Start of Given entries
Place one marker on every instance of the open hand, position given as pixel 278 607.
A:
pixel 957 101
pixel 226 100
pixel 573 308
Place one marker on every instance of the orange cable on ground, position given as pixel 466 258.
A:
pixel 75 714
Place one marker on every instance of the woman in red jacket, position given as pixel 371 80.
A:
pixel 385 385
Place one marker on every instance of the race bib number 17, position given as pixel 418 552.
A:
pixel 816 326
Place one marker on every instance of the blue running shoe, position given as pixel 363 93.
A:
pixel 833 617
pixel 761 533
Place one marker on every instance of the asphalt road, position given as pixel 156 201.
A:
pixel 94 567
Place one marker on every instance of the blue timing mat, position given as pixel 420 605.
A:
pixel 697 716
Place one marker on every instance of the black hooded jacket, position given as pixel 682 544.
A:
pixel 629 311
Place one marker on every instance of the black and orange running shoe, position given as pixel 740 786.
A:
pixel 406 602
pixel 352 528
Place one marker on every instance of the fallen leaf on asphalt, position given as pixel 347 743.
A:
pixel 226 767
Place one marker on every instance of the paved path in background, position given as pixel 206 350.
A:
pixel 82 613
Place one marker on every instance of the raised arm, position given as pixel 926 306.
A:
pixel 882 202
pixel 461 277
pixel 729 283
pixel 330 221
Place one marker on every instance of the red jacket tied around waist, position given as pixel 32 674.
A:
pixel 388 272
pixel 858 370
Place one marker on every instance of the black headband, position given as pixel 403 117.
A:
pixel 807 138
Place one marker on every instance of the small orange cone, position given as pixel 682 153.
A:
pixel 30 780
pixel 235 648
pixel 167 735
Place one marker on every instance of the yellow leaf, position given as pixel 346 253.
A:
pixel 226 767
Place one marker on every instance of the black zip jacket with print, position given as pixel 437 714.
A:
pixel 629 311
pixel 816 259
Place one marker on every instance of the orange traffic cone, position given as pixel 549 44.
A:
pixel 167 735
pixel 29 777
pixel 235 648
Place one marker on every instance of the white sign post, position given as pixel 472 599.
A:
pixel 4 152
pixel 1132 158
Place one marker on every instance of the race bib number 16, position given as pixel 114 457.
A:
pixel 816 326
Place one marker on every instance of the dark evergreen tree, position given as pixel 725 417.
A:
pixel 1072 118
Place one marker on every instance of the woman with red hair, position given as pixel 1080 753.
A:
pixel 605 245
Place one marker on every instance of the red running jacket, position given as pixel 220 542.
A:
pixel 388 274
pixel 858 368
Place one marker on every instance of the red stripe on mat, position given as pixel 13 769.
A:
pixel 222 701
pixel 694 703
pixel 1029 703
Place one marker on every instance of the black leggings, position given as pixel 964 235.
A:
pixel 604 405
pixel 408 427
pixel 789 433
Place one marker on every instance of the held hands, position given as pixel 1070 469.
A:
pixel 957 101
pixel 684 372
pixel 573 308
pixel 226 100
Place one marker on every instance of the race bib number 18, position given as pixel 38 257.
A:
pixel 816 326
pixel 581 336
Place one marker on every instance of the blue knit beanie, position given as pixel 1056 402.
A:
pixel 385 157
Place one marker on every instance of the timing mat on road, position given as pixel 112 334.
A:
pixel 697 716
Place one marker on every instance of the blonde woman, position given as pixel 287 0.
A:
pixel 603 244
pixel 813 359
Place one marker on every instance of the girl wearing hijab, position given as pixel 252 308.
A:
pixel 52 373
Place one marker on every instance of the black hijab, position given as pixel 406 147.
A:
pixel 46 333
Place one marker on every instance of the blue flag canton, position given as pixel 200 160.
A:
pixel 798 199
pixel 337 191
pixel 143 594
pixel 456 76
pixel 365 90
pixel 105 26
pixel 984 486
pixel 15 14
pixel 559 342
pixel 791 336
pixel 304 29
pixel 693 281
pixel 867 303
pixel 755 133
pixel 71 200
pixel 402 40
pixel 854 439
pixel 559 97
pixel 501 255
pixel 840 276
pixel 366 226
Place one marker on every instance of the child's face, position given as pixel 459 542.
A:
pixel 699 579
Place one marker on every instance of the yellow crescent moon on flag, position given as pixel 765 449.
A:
End of Given entries
§ Task instructions
Without changing a single character, repeat each record.

§ Answer for the task
Place one marker on every instance of the open hand, position given as pixel 278 607.
A:
pixel 957 101
pixel 226 100
pixel 573 308
Place one marker on every instance of the orange cable on ground, position given as pixel 466 258.
A:
pixel 75 714
Place one marker on every instance of the woman in red jacket, position given as pixel 371 80.
A:
pixel 385 385
Place one marker on every instance of the race bib number 17, position given as pixel 418 552.
A:
pixel 816 326
Place one marker on every instance of the blue running shoe, position given as pixel 363 93.
A:
pixel 833 617
pixel 761 533
Place one marker on every instance of the asphalt road, position given as pixel 156 201.
A:
pixel 94 567
Place one marker on every instance of the blue timing mat, position given as pixel 420 605.
A:
pixel 697 716
Place one marker on every instance of the black hooded jacket, position given as pixel 682 544.
A:
pixel 629 311
Place one marker on every instance of the black and orange running shoe, position given as pixel 740 786.
A:
pixel 406 602
pixel 352 528
Place one marker on every instance of the fallen leaf on asphalt, position given as pixel 347 743.
A:
pixel 226 767
Place one marker on every instance of the paved path in background, position given as pixel 206 350.
A:
pixel 82 613
Place one marker on every instance of the raised arm, position given as pixel 926 306.
A:
pixel 882 202
pixel 461 277
pixel 729 283
pixel 330 221
Place one marker on every instance of the red jacket tied around waist, position given as pixel 32 674.
A:
pixel 388 272
pixel 858 370
Place one marker on every instance of the black headband, position given as pixel 403 117.
A:
pixel 807 138
Place one marker on every instance of the small orange cone, position given as pixel 682 153.
A:
pixel 30 780
pixel 235 648
pixel 167 735
Place one marker on every instance of the yellow leaf, position given as pixel 346 253.
A:
pixel 226 767
Place one marker on every instance of the black zip jacket with print, position given as pixel 437 714.
A:
pixel 629 311
pixel 816 259
Place one marker on every instance of the orange traffic cone, position given as pixel 549 44.
A:
pixel 167 735
pixel 29 777
pixel 235 648
Place one marker on every instance of the white sign post, position given as pixel 472 599.
A:
pixel 4 152
pixel 1132 158
Place one marker on every instance of the race bib number 16, position given as pixel 114 457.
A:
pixel 816 326
Place one marker on every instance of the dark evergreen tree, position given as pixel 725 417.
A:
pixel 1072 118
Place one marker on every instance of the woman with red hair, position given as pixel 1080 753.
A:
pixel 605 245
Place one marker on every instance of the red running jacket, position given as pixel 220 542.
A:
pixel 388 274
pixel 858 368
Place one marker on every instance of the red stripe on mat, position given as pixel 13 769.
A:
pixel 222 701
pixel 694 703
pixel 1029 703
Place one marker on every instance of the black leggings, position given as pixel 964 235.
A:
pixel 604 405
pixel 408 427
pixel 789 433
Place one marker on every instance of the held hands, position given as pixel 1070 469.
A:
pixel 957 101
pixel 684 372
pixel 573 308
pixel 226 100
Place one marker on every instance of the race bib number 18, position given as pixel 38 257.
A:
pixel 816 326
pixel 581 336
Place one marker on every instance of the blue knit beanie, position given as pixel 1056 402.
A:
pixel 385 157
Place one marker on every instance of the timing mat on road, position given as pixel 112 334.
A:
pixel 697 716
Place one marker on every instance of the blonde woman, position given as pixel 287 0.
A:
pixel 603 244
pixel 813 359
Place one marker on every instance of the girl wearing hijab, position given as pixel 252 308.
A:
pixel 52 373
Place one marker on every instance of the black hijab, position given as pixel 406 147.
A:
pixel 46 333
Place one marker on every instance of the blue flag canton, position given as pixel 200 160.
A:
pixel 798 199
pixel 337 191
pixel 143 594
pixel 456 76
pixel 365 90
pixel 105 26
pixel 984 486
pixel 15 14
pixel 559 342
pixel 791 336
pixel 304 29
pixel 693 281
pixel 867 303
pixel 755 133
pixel 71 200
pixel 402 40
pixel 854 439
pixel 559 97
pixel 501 255
pixel 840 276
pixel 366 226
Place one marker on every instance of the child's face, position given as pixel 459 542.
A:
pixel 699 579
Place one marker on every instance of the yellow crescent moon on flag, position given as pixel 765 449.
A:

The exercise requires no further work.